Records of labeled points:
========================================================================

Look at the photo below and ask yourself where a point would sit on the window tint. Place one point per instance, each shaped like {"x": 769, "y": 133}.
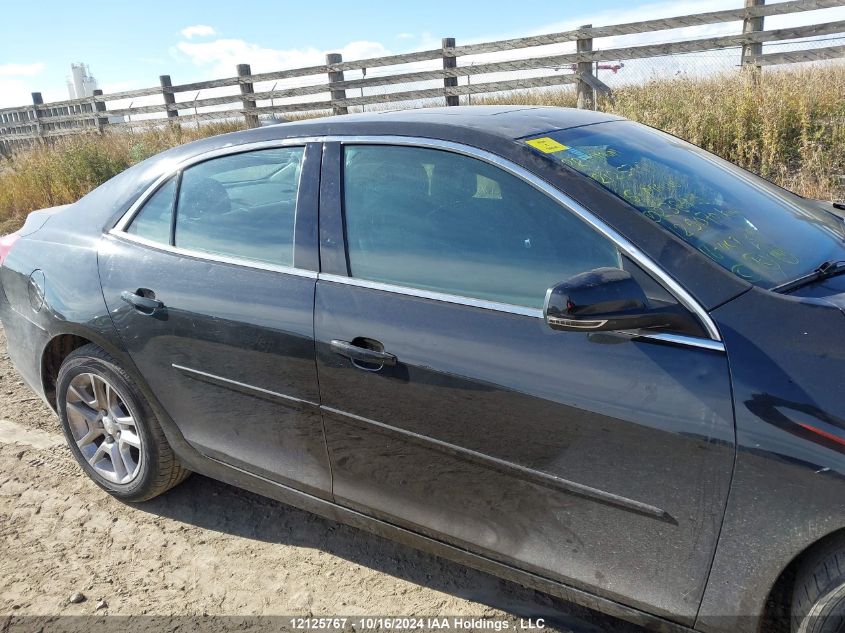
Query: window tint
{"x": 746, "y": 225}
{"x": 154, "y": 219}
{"x": 241, "y": 205}
{"x": 440, "y": 221}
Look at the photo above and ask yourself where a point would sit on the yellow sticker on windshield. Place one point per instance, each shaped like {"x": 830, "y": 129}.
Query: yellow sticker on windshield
{"x": 546, "y": 145}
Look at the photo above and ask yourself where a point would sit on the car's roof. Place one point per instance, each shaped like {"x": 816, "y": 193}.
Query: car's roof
{"x": 505, "y": 121}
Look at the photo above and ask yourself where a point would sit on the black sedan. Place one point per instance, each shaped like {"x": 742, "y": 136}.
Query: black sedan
{"x": 551, "y": 344}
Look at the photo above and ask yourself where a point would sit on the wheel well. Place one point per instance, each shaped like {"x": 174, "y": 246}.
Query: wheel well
{"x": 776, "y": 614}
{"x": 54, "y": 355}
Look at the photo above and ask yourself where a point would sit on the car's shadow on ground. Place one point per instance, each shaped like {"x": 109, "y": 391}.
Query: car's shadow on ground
{"x": 217, "y": 506}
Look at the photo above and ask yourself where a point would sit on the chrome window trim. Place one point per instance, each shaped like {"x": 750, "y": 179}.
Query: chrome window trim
{"x": 541, "y": 185}
{"x": 214, "y": 257}
{"x": 495, "y": 306}
{"x": 434, "y": 295}
{"x": 625, "y": 246}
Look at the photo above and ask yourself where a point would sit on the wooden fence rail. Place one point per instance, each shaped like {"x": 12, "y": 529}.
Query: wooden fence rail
{"x": 24, "y": 125}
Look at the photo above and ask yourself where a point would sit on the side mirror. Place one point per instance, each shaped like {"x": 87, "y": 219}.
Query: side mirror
{"x": 602, "y": 300}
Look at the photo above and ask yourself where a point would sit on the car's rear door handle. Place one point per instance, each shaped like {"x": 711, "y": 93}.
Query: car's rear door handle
{"x": 362, "y": 354}
{"x": 146, "y": 305}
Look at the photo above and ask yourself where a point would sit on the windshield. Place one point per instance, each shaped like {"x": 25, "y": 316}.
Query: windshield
{"x": 759, "y": 232}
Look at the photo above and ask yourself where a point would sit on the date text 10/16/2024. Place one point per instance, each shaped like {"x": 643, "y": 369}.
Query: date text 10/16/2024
{"x": 403, "y": 623}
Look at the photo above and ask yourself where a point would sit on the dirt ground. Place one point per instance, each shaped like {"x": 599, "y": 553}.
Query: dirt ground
{"x": 207, "y": 549}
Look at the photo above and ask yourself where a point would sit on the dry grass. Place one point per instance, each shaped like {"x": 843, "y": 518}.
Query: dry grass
{"x": 66, "y": 170}
{"x": 788, "y": 127}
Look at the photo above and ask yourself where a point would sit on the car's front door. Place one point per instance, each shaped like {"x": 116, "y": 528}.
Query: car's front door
{"x": 228, "y": 247}
{"x": 451, "y": 407}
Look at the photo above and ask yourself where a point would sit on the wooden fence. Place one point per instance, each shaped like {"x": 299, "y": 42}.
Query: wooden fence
{"x": 22, "y": 126}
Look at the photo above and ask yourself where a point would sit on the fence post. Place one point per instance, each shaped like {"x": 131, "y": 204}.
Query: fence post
{"x": 169, "y": 97}
{"x": 247, "y": 89}
{"x": 586, "y": 96}
{"x": 100, "y": 106}
{"x": 751, "y": 25}
{"x": 450, "y": 61}
{"x": 37, "y": 100}
{"x": 334, "y": 77}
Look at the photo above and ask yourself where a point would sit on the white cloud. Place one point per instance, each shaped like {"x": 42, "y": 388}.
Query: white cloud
{"x": 198, "y": 30}
{"x": 20, "y": 70}
{"x": 220, "y": 57}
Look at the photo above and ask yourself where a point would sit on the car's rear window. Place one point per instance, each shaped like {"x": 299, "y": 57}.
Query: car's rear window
{"x": 761, "y": 233}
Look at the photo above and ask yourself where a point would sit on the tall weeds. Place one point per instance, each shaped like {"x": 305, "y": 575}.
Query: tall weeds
{"x": 788, "y": 127}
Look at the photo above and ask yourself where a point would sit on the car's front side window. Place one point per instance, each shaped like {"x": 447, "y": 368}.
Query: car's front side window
{"x": 445, "y": 222}
{"x": 746, "y": 225}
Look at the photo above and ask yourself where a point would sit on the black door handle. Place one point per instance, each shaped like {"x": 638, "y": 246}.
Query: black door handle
{"x": 362, "y": 354}
{"x": 144, "y": 304}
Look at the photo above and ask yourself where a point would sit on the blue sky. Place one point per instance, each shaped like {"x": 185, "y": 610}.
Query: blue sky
{"x": 128, "y": 45}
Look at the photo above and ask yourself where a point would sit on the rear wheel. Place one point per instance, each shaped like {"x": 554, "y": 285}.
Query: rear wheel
{"x": 818, "y": 599}
{"x": 111, "y": 430}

========================================================================

# [Problem to solve]
Rewrite the data from the line containing "on the blue" through the end as a JSON list of strings, one string per line, with blank lines omitted.

# [The response]
[
  "Look at the photo above and ask yourself where a point would sit on the blue sky. Place one point per instance, each shaped like {\"x\": 185, \"y\": 610}.",
  "Query: blue sky",
  "{\"x\": 128, \"y\": 45}",
  "Look at the photo above and ask yourself where a point would sit on the rear wheel. Place one point per instance, each shaped like {\"x\": 554, \"y\": 285}.",
  "Query: rear wheel",
  "{\"x\": 818, \"y\": 599}",
  "{\"x\": 111, \"y\": 430}"
]